_SELECTED TEXT_
..........
Gas Combustion Retort
- Process type: chemical
- Industrial sector(s): chemical industry, oil industry
- Feedstock: oil shale
- Product(s): shale oil
- Main facilities: United States Bureau of Mines' Oil Shale Experiment Station
- Developer(s): United States Bureau of Mines

= Gas combustion retort process =

The gas combustion retort process (also referred as gas-combustion retorting process) was an above-ground retorting technology for shale oil extraction. It was a predecessor of the Paraho and Petrosix processes, and modern directly heated oil shale retorting technologies in general.

==History==
The gas combustion retort process was developed by the United States Bureau of Mines at the end of the 1940s. The first gas combustion retort, designed by Cameron Engineers, went into operation in 1949 and it was located in the United States Bureau of Mines' Oil Shale Experiment Station at Anvil Point in Rifle, Colorado. The Bureau of Mines tested this process in three retorts with capacity of 6, 10, and 25 ton of oil shale per day accordingly. The consortium of Mobil, Humble Oil, Continental Oil, Pan American Oil, Phillips Petroleum Company, and Sinclair Oil evaluated and improved this technology between 1964 and 1968.

==Technology==
The gas combustion retort process is classified as an internal combustion technology. For the oil shale pyrolysis it uses a vertical vessel retort.
..........
_DATASET CONTENT_
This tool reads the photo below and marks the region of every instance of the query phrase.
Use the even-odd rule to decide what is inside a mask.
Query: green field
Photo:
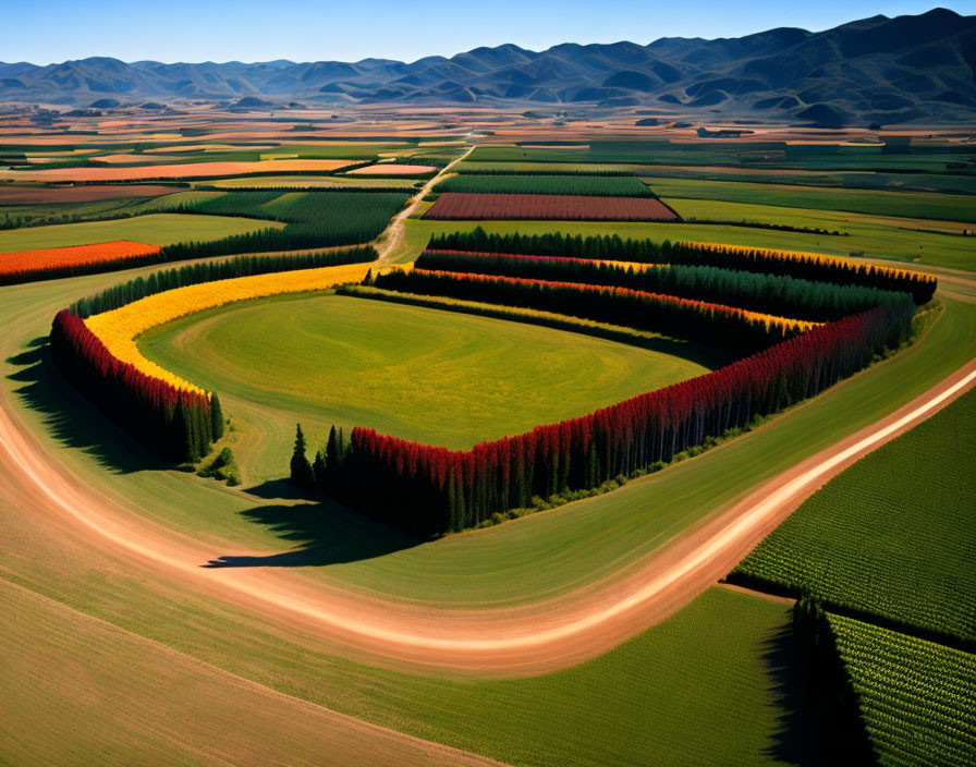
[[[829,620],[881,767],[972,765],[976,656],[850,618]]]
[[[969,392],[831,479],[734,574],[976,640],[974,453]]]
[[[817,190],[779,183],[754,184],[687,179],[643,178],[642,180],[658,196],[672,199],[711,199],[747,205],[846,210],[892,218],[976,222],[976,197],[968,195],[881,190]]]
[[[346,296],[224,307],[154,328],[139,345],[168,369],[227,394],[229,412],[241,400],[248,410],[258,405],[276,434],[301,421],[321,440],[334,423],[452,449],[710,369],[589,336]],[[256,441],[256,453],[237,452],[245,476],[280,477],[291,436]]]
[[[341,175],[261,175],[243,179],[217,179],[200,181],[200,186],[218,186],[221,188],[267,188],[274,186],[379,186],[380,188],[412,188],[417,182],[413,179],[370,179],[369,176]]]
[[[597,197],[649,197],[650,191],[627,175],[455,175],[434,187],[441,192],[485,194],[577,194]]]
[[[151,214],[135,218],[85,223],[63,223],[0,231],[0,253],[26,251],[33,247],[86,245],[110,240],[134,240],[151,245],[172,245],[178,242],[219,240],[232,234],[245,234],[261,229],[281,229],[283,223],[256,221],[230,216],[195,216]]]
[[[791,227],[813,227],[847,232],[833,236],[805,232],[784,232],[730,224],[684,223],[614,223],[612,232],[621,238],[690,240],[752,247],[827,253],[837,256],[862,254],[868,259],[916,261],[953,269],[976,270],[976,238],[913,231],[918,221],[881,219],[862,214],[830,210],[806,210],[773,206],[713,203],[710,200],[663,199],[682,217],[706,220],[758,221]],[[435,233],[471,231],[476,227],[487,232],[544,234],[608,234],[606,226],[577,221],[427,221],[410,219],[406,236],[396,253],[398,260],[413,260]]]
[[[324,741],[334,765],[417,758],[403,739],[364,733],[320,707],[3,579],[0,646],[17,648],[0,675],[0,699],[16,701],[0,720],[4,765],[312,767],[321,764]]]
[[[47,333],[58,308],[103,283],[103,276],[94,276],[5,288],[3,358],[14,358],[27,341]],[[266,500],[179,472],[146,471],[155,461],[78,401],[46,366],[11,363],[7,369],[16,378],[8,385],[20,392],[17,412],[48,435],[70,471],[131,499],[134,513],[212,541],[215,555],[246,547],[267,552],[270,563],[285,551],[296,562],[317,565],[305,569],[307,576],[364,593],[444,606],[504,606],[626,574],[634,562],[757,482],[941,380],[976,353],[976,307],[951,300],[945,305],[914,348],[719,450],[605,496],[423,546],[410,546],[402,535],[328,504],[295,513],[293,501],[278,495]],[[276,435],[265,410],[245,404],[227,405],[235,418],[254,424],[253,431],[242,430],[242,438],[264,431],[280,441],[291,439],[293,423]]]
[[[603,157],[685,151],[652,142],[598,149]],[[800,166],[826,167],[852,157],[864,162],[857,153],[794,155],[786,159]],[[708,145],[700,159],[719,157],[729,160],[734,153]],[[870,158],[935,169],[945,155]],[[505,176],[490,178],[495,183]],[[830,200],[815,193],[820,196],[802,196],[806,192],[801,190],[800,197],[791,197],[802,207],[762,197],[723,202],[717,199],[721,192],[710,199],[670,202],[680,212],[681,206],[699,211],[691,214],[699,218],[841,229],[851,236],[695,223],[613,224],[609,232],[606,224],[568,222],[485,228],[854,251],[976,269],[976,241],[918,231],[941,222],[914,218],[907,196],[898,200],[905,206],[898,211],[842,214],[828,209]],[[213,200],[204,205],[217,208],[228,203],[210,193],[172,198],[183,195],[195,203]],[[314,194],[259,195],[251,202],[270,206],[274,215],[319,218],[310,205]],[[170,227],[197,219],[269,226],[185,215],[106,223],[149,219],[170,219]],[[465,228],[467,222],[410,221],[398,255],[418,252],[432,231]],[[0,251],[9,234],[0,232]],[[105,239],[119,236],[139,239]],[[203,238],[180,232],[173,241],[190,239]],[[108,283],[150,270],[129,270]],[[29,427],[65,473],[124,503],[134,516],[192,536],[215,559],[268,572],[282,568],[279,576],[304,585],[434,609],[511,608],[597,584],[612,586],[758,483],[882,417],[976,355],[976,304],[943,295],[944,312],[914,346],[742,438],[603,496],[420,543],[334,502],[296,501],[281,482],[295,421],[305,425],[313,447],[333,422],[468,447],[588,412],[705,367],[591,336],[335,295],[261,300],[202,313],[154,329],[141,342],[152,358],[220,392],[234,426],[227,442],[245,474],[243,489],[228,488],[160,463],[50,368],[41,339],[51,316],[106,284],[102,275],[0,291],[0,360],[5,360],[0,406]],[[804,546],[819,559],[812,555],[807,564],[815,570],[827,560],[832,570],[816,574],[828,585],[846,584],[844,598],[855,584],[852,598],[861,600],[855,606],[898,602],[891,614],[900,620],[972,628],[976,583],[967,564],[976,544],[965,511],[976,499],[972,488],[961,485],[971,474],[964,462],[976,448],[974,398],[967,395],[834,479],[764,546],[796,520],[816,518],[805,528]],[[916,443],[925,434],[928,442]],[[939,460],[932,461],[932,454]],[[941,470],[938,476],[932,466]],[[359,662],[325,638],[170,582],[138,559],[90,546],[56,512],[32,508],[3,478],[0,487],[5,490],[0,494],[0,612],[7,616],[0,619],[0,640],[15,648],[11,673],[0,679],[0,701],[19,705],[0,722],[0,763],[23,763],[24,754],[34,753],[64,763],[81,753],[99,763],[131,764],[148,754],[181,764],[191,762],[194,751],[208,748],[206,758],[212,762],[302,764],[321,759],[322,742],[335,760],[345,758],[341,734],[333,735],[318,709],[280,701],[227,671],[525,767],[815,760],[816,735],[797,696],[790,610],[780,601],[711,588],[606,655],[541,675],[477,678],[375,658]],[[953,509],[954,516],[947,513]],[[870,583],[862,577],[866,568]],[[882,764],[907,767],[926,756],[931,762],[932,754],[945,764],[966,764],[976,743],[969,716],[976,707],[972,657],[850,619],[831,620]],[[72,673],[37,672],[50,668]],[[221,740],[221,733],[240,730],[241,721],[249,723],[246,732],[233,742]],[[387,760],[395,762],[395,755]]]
..........
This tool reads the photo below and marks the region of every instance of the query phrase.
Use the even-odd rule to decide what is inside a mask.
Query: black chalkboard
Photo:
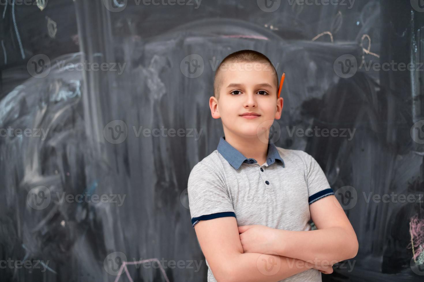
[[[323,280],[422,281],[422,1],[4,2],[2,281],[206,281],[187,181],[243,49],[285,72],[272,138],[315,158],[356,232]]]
..........
_WHAT THE EXERCISE ASKS_
Please pick up the article on the gas combustion retort process above where it stops, after "it uses a vertical vessel retort." and write its next few sentences.

_WRITTEN ANSWER_
Crushed raw oil shale is fed into the top of the retort, and it moves downward by gravity. When moving downward, oil shale is heated by the rising recycled gases, which cause decomposition of the rock. Recycled gases enter the retort from the bottom. Gases are heated on the lower part of retort by descended spent shale. On their way up, gases move through the combustion zone, where air and dilution gases are injected causing combustion of gases and carbonaceous residue of spent shale (char). The heat from combustion brings the temperature in the retorting zone above of the burning zone to the necessary level for retorting. The incoming raw oil shale cool oil vapors and gases, which then leave the top of the retort as a mist.

The main advantage of this process was that it does not require cooling water, which made it suitable for using in the semi-arid regions.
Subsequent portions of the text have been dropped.